YOUR TASK: Restate, word for word, the run of lines that starts at the line containing "Category: blue sky" and ends with the final line of the listing. Leave pictures out.

++++ PROVIDED INFORMATION ++++

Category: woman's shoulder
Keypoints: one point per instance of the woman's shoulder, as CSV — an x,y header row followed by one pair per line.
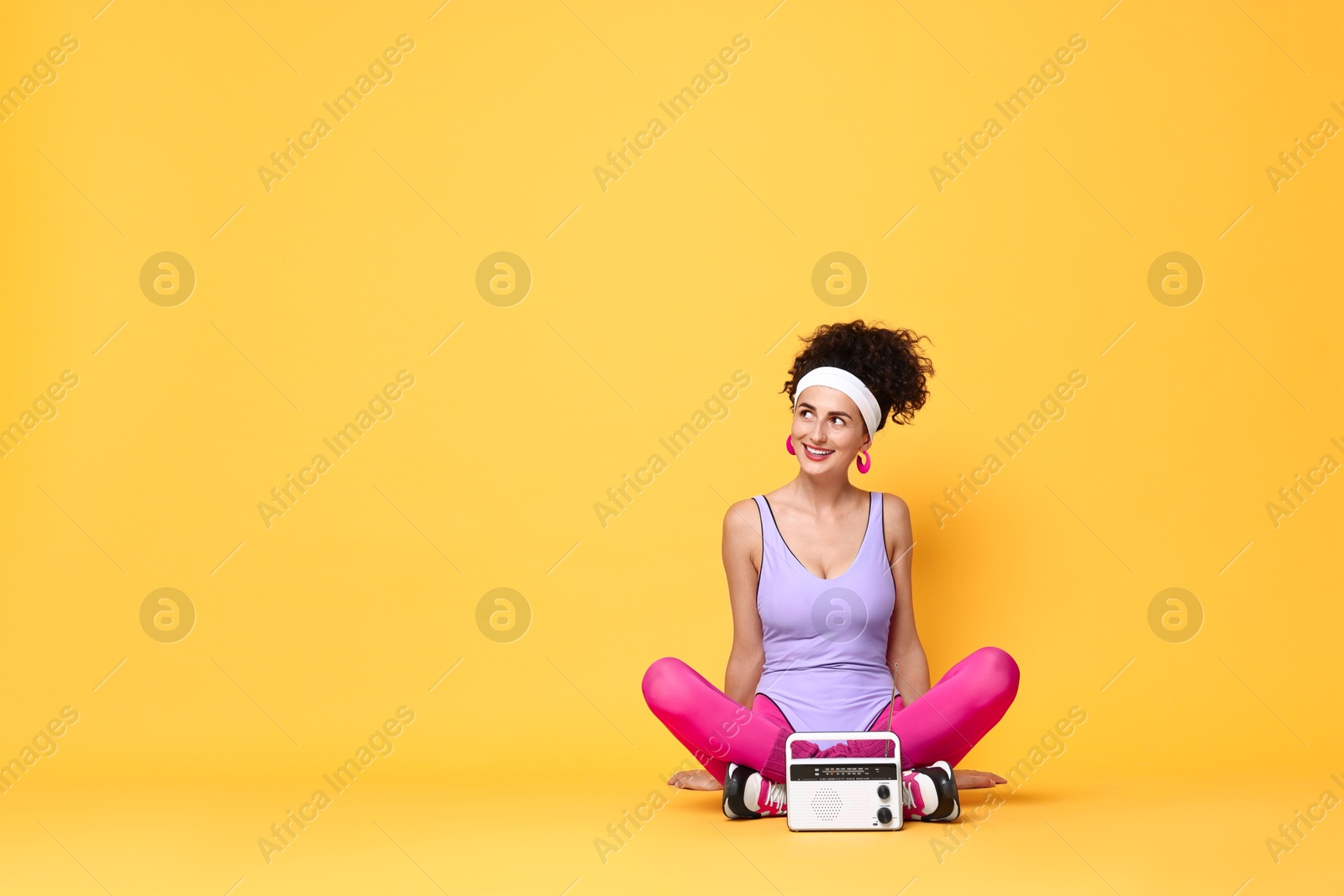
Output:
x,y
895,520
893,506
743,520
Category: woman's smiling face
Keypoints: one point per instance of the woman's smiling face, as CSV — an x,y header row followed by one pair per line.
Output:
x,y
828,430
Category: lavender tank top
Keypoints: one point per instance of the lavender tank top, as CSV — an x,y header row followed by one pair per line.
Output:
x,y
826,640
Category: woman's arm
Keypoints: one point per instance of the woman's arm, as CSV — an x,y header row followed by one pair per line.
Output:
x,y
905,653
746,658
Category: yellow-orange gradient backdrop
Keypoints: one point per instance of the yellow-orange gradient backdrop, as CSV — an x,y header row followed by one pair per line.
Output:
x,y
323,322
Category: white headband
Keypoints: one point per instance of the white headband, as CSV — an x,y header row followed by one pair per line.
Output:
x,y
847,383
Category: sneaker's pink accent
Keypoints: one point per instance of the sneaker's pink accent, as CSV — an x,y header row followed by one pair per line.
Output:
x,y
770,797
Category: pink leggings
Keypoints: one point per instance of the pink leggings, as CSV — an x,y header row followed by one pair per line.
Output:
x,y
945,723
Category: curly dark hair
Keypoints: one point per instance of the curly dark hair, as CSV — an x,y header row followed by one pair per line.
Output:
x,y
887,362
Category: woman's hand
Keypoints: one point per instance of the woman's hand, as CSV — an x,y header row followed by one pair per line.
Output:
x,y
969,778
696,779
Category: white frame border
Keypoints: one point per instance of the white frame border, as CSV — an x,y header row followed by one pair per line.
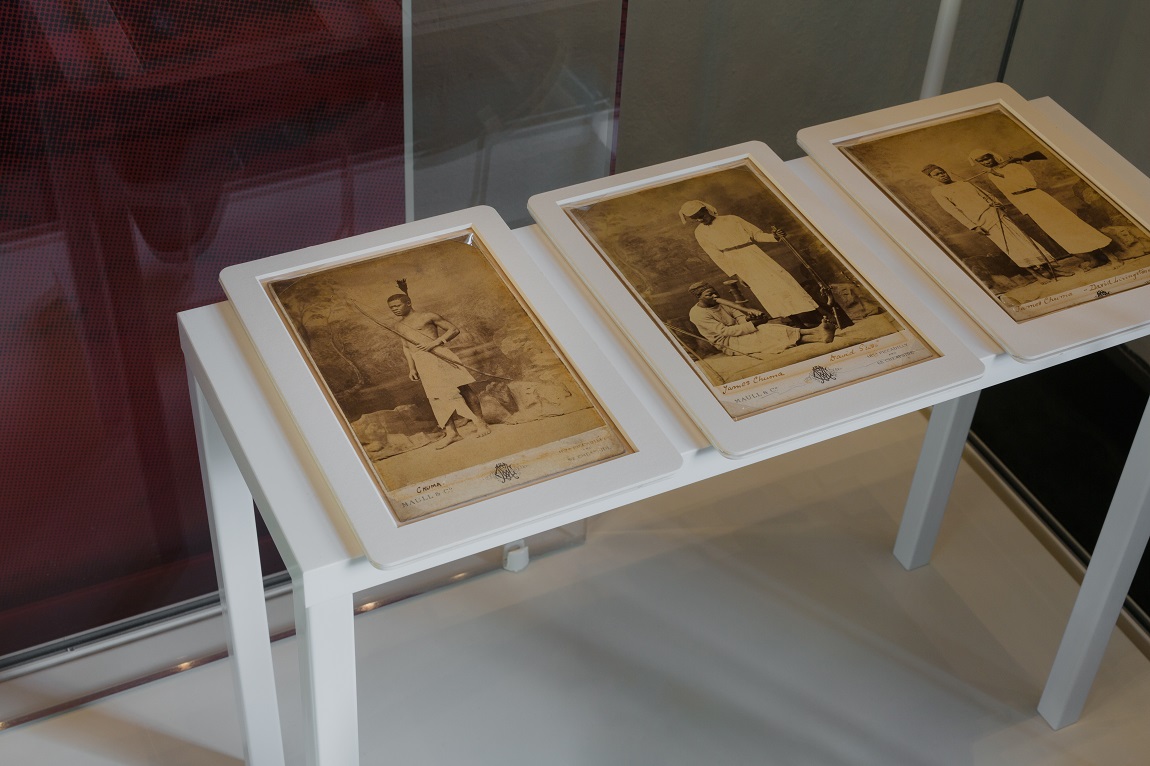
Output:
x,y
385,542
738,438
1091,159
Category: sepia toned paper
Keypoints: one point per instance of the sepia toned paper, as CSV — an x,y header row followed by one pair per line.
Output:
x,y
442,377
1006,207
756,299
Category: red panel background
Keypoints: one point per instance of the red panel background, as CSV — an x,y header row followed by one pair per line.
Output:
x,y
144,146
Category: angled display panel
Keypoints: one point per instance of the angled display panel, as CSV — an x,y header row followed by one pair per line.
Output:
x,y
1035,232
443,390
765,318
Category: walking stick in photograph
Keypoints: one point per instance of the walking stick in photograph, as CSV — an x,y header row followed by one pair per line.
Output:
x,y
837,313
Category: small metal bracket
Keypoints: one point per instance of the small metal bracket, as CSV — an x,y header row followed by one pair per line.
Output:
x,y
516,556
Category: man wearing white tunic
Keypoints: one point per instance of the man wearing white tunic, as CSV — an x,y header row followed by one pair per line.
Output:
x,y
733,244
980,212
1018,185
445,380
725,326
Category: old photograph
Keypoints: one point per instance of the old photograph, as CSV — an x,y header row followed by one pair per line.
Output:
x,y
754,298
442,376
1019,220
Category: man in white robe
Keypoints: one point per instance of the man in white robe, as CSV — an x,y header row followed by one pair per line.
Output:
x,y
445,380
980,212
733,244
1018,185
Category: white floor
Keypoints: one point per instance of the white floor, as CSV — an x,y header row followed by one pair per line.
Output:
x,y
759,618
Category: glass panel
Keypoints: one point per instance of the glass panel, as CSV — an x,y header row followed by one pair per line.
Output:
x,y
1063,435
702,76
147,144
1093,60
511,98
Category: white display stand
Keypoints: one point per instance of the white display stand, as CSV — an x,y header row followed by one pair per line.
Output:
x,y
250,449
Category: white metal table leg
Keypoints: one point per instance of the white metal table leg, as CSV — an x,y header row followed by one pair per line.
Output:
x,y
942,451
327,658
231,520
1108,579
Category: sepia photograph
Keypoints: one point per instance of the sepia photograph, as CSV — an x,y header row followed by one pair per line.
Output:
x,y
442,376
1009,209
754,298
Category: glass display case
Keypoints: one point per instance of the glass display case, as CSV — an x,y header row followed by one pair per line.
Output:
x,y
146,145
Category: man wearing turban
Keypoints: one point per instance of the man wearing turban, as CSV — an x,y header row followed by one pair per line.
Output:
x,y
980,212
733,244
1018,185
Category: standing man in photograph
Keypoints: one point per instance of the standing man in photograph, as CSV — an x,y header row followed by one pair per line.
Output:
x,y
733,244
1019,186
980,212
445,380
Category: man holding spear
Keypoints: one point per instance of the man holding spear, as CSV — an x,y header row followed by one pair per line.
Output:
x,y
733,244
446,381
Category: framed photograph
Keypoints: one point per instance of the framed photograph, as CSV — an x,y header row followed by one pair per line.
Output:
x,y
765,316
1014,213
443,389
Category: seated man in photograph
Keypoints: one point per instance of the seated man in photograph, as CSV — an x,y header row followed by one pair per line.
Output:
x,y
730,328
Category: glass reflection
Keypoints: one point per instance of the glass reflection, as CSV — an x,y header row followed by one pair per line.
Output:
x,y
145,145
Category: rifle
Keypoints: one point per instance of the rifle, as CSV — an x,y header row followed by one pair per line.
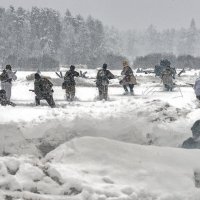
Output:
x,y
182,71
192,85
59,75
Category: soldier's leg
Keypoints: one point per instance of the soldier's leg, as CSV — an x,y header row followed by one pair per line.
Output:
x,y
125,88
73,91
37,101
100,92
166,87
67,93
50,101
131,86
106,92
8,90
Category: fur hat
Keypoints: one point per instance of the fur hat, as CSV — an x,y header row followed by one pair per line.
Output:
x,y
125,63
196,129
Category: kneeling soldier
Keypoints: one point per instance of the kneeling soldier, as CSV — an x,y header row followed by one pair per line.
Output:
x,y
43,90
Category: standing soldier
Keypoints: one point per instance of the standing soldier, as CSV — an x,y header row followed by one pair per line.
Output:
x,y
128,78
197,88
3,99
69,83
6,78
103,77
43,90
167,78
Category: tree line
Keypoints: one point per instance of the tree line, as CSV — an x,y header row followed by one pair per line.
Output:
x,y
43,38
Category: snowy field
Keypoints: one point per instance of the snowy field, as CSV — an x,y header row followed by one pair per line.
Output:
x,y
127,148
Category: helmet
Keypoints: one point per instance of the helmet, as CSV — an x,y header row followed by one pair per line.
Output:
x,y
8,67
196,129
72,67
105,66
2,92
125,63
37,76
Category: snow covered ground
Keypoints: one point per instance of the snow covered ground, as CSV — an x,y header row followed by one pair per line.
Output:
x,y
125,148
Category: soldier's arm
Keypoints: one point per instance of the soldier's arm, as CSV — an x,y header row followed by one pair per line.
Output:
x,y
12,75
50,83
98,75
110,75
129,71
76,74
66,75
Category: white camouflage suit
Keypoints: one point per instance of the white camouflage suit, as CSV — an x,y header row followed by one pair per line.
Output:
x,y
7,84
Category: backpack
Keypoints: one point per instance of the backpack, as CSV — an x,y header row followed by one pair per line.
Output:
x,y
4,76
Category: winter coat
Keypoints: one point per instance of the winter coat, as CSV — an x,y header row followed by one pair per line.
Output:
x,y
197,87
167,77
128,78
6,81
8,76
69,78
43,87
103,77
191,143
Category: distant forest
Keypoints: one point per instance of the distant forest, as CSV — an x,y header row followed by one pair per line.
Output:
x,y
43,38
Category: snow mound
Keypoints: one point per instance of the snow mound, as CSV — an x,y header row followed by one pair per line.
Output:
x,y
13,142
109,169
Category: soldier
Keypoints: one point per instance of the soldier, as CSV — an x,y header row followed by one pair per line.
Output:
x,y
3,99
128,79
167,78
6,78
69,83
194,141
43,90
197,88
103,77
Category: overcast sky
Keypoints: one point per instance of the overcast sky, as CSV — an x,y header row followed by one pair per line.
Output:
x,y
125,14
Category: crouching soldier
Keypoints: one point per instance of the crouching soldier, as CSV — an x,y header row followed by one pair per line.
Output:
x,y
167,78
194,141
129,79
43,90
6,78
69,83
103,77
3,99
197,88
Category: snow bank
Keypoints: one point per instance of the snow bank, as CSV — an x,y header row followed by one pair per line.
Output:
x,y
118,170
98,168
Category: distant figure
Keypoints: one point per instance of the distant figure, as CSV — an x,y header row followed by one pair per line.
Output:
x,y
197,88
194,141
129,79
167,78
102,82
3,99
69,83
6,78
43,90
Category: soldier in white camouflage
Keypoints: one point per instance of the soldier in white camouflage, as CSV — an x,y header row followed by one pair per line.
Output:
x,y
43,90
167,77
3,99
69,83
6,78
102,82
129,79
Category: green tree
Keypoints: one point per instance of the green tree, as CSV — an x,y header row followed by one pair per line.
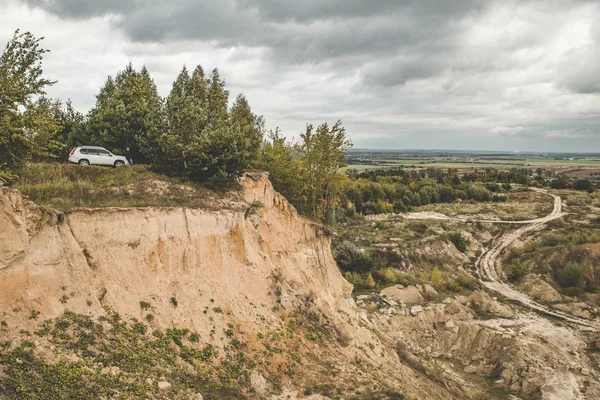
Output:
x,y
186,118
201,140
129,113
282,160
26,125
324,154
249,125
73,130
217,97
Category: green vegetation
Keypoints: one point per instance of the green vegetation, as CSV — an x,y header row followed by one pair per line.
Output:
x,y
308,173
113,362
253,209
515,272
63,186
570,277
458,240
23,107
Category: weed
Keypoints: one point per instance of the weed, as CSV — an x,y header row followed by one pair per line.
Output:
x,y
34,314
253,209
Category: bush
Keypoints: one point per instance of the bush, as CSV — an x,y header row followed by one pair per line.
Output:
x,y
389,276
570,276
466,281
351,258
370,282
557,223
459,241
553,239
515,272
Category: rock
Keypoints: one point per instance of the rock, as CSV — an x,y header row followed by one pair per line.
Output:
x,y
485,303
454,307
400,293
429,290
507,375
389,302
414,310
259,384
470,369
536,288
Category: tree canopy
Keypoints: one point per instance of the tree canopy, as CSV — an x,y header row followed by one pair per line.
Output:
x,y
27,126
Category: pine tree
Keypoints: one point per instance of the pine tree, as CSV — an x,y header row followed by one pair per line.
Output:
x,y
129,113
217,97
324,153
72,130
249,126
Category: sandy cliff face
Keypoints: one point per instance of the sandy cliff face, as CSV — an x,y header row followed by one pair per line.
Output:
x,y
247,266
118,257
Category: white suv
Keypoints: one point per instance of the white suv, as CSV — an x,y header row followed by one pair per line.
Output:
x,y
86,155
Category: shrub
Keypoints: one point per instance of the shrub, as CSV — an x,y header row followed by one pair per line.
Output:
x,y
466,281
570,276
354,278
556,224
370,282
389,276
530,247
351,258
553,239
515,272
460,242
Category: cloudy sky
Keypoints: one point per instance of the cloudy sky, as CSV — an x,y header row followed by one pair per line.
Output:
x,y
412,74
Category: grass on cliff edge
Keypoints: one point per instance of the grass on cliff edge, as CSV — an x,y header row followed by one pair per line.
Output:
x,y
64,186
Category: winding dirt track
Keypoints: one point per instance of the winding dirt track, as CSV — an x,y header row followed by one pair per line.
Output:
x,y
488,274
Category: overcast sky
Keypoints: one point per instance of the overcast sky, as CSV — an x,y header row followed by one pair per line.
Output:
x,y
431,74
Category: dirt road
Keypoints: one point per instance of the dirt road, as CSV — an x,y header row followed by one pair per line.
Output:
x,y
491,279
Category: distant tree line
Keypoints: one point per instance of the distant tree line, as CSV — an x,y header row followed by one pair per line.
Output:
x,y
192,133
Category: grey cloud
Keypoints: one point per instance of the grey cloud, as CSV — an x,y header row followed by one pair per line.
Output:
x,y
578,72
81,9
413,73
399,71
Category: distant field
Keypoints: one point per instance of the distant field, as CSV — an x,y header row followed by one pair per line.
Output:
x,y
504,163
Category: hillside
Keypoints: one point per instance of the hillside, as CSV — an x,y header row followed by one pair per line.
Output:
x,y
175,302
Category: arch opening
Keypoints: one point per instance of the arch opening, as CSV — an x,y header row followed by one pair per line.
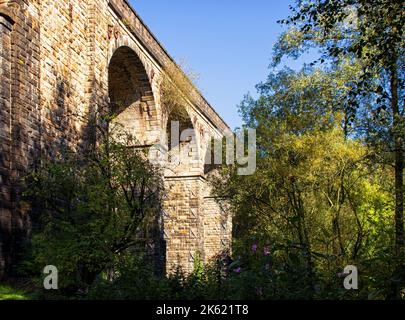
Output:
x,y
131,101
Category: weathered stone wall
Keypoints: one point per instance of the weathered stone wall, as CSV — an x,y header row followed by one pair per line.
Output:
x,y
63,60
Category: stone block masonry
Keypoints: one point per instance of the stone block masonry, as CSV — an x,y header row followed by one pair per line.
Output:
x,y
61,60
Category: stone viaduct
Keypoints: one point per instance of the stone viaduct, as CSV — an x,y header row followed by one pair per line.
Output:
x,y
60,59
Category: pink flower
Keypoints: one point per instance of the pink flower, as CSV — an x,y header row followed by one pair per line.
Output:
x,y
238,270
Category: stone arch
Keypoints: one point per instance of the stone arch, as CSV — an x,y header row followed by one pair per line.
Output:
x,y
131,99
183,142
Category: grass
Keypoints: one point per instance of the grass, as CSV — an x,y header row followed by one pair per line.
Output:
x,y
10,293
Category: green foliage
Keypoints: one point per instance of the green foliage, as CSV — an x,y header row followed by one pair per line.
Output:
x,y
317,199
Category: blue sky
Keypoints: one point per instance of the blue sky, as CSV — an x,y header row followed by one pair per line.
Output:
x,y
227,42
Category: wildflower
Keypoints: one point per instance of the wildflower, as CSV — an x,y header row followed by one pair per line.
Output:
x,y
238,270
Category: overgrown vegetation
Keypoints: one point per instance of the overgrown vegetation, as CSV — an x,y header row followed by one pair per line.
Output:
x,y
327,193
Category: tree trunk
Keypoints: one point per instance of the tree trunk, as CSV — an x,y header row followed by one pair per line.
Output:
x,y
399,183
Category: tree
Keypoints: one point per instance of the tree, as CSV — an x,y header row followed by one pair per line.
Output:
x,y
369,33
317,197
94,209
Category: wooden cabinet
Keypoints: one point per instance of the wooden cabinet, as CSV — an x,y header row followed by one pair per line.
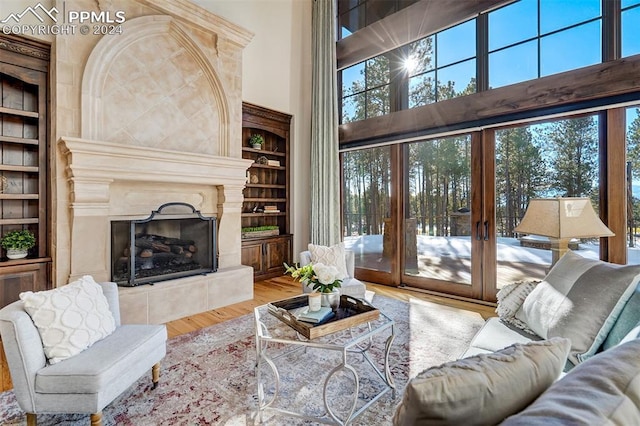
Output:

++++

EXERCISE SOLUTION:
Category: blue sky
Keypoints: one point per instance of the blue sky, as CSV — an x,y header row followed by one pair per line.
Output:
x,y
227,42
Category: wildflower
Keypoints: one point per instance of the wildflower, as CSV — an x,y header row followed by one pair per line.
Output:
x,y
238,270
Category: overgrown vegetation
Keypoints: one point per instance of the overgrown vegetation, as CSV — an x,y header row followed by one pair per line.
Output:
x,y
327,193
Category: tree trunk
Keypoints: one point per instance of the tree trunk, as CSV — an x,y header row followed by one pair per line.
Output:
x,y
399,183
Category: tree
Keypoints: one point per instance of the tree, as CSV — an x,y header row followed by one pair per line.
Output:
x,y
369,33
317,197
94,209
Category: wooden cabinet
Keypoints: one point per instance of the wooden cabinet, as CSV — an x,y header row followed by one pair per line.
Output:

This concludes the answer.